Pareto Conditioned Networks¶

class morl_baselines.multi_policy.pcn.pcn.PCN(env: Env | None, scaling_factor: ndarray, learning_rate: float = 0.001, gamma: float = 1.0, batch_size: int = 256, hidden_dim: int = 64, noise: float = 0.1, project_name: str = 'MORL-Baselines', experiment_name: str = 'PCN', wandb_entity: str | None = None, log: bool = True, seed: int | None = None, device: device | str = 'auto', model_class: Type[BasePCNModel] | None = None)¶

Pareto Conditioned Networks (PCN).

Reymond, M., Bargiacchi, E., & Nowé, A. (2022, May). Pareto Conditioned Networks. In Proceedings of the 21st International Conference on Autonomous Agents and Multiagent Systems (pp. 1110-1118). https://www.ifaamas.org/Proceedings/aamas2022/pdfs/p1110.pdf

## Credits

This code is a refactor of the code from the authors of the paper, available at: https://github.com/mathieu-reymond/pareto-conditioned-networks

Initialize PCN agent.

Parameters:

env (Optional[gym.Env]) – Gym environment.
scaling_factor (np.ndarray) – Scaling factor for the desired return and horizon used in the model.
learning_rate (float, optional) – Learning rate. Defaults to 1e-3.
gamma (float, optional) – Discount factor. Defaults to 1.0.
batch_size (int, optional) – Batch size. Defaults to 32.
hidden_dim (int, optional) – Hidden dimension. Defaults to 64.
noise (float, optional) – Standard deviation of the noise to add to the action in the continuous action case. Defaults to 0.1.
project_name (str, optional) – Name of the project for wandb. Defaults to “MORL-Baselines”.
experiment_name (str, optional) – Name of the experiment for wandb. Defaults to “PCN”.

### The task
Copy word for word the part of the PCN documentation starting at "env (Optional[gym.Env]) –" and ending at "Defaults to 64.".

### Dataset extract

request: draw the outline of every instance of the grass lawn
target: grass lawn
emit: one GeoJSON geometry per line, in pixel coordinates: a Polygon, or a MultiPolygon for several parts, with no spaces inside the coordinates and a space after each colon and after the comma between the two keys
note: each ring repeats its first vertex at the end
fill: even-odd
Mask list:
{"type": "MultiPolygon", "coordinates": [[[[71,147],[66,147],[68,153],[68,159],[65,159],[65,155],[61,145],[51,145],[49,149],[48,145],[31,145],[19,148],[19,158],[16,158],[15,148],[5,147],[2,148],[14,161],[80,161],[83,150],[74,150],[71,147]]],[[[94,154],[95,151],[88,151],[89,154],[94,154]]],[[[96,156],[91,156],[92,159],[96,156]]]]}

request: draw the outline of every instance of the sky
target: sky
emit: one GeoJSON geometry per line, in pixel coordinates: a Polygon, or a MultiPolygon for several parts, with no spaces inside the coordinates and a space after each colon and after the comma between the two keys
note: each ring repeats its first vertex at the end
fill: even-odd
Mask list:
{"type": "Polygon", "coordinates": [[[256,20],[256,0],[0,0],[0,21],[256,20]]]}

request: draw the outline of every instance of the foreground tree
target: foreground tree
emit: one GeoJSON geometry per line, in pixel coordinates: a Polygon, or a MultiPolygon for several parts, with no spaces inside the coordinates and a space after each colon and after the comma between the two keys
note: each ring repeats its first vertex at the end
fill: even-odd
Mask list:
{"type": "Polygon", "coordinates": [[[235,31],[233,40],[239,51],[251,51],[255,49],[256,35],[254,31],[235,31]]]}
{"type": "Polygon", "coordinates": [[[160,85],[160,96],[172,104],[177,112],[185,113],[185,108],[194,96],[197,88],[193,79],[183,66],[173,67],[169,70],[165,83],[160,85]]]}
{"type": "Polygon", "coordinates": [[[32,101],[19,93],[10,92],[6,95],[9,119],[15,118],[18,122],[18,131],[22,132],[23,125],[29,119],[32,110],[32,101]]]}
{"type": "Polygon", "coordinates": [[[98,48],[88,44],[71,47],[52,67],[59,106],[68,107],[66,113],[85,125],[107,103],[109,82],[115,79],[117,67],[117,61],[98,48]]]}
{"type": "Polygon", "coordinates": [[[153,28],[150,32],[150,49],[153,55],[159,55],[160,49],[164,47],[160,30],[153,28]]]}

### Result for this task
env (Optional[gym.Env]) – Gym environment.
scaling_factor (np.ndarray) – Scaling factor for the desired return and horizon used in the model.
learning_rate (float, optional) – Learning rate. Defaults to 1e-3.
gamma (float, optional) – Discount factor. Defaults to 1.0.
batch_size (int, optional) – Batch size. Defaults to 32.
hidden_dim (int, optional) – Hidden dimension. Defaults to 64.